Cartographies

Cartographies projects

The individual cartographic projects shown in this section were made by each member of geopoliphonies, following an individual concern but a group methodology. The task was to produce a cartography out of an individual exploration of an urban space. We departed from the idea that on the one hand, maps are used to fix certain realities but on the other hand, mapping has the power to unfold certain realities and to contrast stability with instability. Each of us selected an area of interest, based on a previous theoretical research, and mapped, un-mapped or re-mapped the space, according to what we experienced through fieldwork, what we performed as urban explorers and what was being performed in the space we chose. The projects consist on an individual essay that accompanies theoretically the produced cartography.

Map construction of the Houses of Parliament in London organised against a scale of conceived, perceived and lived experience of time and space.

+---+

*WRITTEN TASKS*:
A) According to the Cartographies page, what accompanies each produced cartography?
B) Please transcribe the passage of the Cartographies page that begins at the words "Cartographies projects" and stops after "the produced cartography.".
C) Pick up the Cartographies page after its last sentence and write the text that follows.

+---+

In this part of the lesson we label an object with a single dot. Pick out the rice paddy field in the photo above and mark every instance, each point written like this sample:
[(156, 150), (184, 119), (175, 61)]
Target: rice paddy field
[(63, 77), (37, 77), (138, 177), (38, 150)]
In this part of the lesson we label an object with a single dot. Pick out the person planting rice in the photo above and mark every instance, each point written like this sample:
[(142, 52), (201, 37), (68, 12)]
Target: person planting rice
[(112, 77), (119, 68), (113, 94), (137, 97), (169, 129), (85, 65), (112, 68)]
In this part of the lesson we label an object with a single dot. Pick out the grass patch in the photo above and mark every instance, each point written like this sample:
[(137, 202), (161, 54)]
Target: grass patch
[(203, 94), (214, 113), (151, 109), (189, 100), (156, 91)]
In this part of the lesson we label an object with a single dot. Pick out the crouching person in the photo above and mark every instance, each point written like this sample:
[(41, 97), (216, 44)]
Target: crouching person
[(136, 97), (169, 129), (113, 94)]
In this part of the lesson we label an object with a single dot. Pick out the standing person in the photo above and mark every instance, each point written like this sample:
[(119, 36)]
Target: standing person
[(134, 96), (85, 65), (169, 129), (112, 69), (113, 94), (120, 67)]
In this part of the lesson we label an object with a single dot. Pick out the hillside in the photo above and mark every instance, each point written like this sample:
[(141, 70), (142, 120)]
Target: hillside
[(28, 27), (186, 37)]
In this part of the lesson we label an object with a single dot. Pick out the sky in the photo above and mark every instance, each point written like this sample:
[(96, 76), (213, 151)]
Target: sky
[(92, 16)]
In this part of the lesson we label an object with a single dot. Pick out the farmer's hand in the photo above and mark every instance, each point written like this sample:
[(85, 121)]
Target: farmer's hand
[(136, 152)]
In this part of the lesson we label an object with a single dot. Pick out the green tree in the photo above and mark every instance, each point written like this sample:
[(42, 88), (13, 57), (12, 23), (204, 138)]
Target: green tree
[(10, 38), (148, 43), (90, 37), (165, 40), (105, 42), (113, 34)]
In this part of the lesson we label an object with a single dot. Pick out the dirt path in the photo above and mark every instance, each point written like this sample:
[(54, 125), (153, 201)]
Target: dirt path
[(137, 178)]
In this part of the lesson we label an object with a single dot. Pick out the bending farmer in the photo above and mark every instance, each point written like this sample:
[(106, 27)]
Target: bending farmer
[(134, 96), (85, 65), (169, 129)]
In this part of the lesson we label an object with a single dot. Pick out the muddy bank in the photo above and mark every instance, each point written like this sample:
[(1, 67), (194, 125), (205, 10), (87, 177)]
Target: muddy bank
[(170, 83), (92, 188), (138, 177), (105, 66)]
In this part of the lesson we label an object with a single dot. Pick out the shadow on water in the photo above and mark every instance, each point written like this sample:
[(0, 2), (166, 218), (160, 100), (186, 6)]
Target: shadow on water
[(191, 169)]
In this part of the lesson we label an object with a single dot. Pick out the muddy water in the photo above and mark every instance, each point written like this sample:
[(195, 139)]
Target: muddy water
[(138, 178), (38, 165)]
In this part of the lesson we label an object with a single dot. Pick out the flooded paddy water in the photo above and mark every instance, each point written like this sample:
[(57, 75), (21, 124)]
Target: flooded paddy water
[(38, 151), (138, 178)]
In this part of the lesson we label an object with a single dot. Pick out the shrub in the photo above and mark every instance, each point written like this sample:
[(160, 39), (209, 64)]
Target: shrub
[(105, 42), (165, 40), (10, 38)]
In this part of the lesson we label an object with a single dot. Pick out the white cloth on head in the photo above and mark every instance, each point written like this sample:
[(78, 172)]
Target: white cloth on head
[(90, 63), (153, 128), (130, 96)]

+---+

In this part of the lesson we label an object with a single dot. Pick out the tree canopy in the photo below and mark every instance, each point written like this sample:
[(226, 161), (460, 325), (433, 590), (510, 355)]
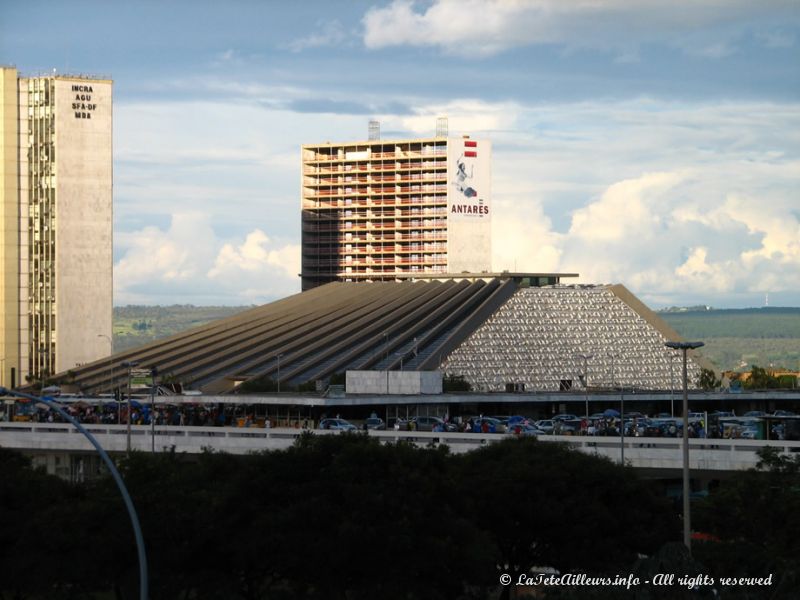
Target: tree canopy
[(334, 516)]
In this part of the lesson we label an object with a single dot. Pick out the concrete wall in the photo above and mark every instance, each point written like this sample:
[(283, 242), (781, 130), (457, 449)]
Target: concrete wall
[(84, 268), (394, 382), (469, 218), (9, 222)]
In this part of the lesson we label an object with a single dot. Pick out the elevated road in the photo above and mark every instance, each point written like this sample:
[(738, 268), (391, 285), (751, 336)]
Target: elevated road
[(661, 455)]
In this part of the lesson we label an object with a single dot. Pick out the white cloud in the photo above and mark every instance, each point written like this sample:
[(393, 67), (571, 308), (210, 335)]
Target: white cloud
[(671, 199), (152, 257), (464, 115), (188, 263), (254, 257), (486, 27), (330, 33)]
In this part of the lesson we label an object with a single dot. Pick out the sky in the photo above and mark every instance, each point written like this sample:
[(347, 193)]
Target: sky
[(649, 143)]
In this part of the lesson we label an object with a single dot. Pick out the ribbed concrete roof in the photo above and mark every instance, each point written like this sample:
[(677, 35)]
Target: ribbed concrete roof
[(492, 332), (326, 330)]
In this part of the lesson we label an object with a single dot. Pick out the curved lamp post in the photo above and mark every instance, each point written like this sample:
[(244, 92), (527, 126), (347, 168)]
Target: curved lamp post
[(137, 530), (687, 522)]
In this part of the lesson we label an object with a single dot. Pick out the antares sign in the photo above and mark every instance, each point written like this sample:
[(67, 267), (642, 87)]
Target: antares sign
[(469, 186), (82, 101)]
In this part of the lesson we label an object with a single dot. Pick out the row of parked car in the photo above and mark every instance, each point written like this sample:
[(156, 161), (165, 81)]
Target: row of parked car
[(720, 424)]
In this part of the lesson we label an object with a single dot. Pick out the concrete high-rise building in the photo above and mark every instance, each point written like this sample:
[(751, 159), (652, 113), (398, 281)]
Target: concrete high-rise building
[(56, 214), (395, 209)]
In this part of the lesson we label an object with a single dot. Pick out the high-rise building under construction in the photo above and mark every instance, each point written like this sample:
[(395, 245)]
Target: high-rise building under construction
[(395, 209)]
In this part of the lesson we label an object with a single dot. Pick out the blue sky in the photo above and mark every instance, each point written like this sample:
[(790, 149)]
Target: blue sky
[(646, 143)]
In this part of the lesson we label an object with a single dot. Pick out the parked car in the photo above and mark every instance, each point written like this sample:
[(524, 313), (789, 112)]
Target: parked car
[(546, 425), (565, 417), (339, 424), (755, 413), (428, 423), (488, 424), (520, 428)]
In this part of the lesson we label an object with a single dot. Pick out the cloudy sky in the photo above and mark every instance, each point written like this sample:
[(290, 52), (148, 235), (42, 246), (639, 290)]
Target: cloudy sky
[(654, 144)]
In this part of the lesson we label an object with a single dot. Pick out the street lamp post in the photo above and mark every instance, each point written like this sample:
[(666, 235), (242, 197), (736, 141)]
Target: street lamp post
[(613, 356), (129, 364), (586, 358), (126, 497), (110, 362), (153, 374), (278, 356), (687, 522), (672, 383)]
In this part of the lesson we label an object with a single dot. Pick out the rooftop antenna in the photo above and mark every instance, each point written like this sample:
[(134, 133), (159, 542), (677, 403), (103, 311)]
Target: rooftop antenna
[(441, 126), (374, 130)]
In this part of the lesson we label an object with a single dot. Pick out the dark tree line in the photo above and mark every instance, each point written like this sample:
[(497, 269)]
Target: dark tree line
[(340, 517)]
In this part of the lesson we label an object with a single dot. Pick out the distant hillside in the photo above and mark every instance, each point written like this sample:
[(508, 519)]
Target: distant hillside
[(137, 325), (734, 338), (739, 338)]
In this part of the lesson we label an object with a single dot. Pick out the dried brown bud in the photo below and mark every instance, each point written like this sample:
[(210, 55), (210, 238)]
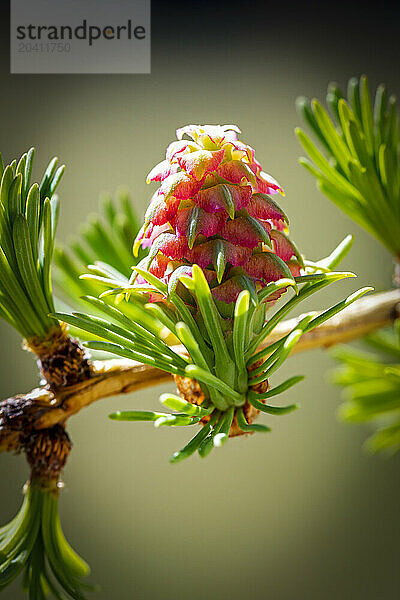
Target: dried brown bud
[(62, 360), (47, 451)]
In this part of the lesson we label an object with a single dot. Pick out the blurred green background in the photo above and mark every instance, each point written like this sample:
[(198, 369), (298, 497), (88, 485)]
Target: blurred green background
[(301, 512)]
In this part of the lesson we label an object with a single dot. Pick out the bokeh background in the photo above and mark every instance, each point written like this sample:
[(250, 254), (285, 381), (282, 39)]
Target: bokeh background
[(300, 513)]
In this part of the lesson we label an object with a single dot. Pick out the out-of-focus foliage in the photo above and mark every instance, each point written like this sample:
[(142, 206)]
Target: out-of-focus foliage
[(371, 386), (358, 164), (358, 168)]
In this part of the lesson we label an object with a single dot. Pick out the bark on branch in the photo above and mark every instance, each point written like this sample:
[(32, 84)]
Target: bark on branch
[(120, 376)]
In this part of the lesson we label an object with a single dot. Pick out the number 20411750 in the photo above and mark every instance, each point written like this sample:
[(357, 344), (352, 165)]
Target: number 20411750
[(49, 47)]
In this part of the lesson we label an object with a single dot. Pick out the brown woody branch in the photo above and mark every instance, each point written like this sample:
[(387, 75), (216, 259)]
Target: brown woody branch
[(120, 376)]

+---+

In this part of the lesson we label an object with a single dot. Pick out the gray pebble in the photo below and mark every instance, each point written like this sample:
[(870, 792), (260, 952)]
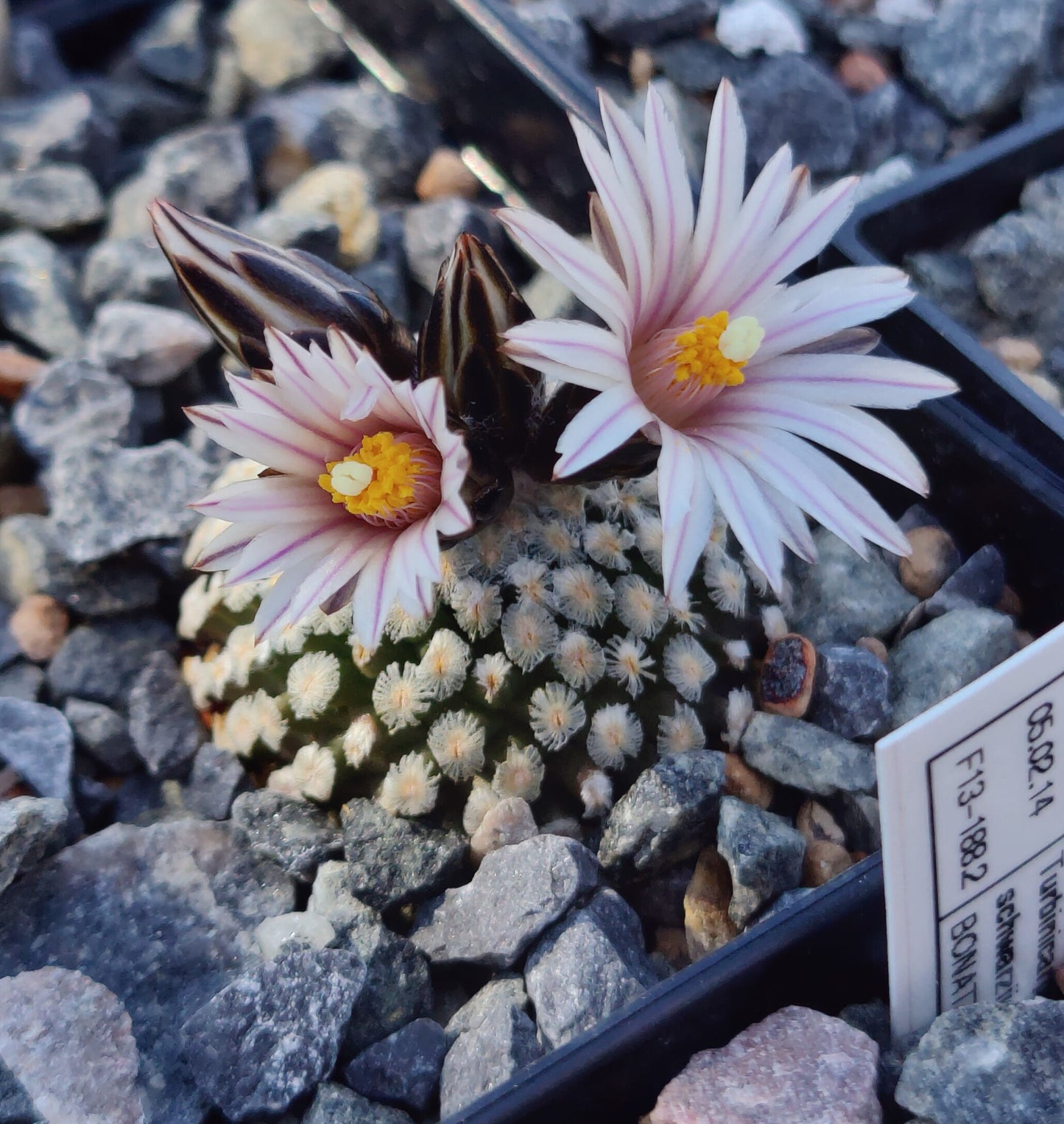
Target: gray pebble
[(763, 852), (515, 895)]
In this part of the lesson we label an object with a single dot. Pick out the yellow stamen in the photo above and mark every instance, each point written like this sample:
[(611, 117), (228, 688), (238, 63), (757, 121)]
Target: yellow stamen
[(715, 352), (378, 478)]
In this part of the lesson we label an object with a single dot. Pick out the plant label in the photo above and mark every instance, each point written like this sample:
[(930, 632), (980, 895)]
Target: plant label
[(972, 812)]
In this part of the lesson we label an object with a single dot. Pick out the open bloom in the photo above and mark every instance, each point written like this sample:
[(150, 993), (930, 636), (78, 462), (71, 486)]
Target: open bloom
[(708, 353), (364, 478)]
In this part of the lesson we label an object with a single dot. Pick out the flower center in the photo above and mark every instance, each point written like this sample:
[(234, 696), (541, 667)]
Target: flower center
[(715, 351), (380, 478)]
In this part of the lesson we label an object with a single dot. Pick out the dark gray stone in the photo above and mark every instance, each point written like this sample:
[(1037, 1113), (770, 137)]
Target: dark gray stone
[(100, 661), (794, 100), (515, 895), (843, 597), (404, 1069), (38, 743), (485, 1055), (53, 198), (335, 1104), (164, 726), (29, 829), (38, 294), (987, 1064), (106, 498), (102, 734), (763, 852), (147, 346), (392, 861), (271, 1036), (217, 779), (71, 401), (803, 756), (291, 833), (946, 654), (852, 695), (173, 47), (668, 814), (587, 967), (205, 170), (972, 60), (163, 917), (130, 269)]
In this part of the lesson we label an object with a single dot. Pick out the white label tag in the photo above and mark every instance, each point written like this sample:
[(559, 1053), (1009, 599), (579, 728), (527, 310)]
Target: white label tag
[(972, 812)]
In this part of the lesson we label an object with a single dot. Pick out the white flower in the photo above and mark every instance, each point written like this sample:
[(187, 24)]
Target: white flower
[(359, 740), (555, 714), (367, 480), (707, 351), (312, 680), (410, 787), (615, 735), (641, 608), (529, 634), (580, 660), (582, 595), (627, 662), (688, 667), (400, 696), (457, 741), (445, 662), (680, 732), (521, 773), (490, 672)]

+---+

*OUTPUTS IN ORDER*:
A) An individual essay.

B)
Cartographies projects

The individual cartographic projects shown in this section were made by each member of geopoliphonies, following an individual concern but a group methodology. The task was to produce a cartography out of an individual exploration of an urban space. We departed from the idea that on the one hand, maps are used to fix certain realities but on the other hand, mapping has the power to unfold certain realities and to contrast stability with instability. Each of us selected an area of interest, based on a previous theoretical research, and mapped, un-mapped or re-mapped the space, according to what we experienced through fieldwork, what we performed as urban explorers and what was being performed in the space we chose. The projects consist on an individual essay that accompanies theoretically the produced cartography.

C)
Shama Khanna

In this essay I contrast Bruno Latour’s notion of a map as an ‘immutable mobile’ with Tim Ingold’s conception of a map as a ‘vista’. The aim of this comparison was to produce a parallax view of different scales of time and space and combinations of the two. Foregrounding the notion of a partial or cinematic vista against the view-from-nowhere of orthodox cartography, I explore ideas of containment as well as the potential unboundedness of maps in helping to foster emergent subjectivities.

Download full text: The Cinematic Vista as a Model for Mapping the Milieu

Dalston Junction 2
Caroline Stevenson

This is a sonic cartography of Dalston Junction in Hackney, a site undergoing rapid transition into a new London Overground Station, pedestrian walkway, shopping arcade and high-rise residential accommodation. I was interested in capturing the day-to-day activity of the site happening alongside the proposed building plans and organised use of the space.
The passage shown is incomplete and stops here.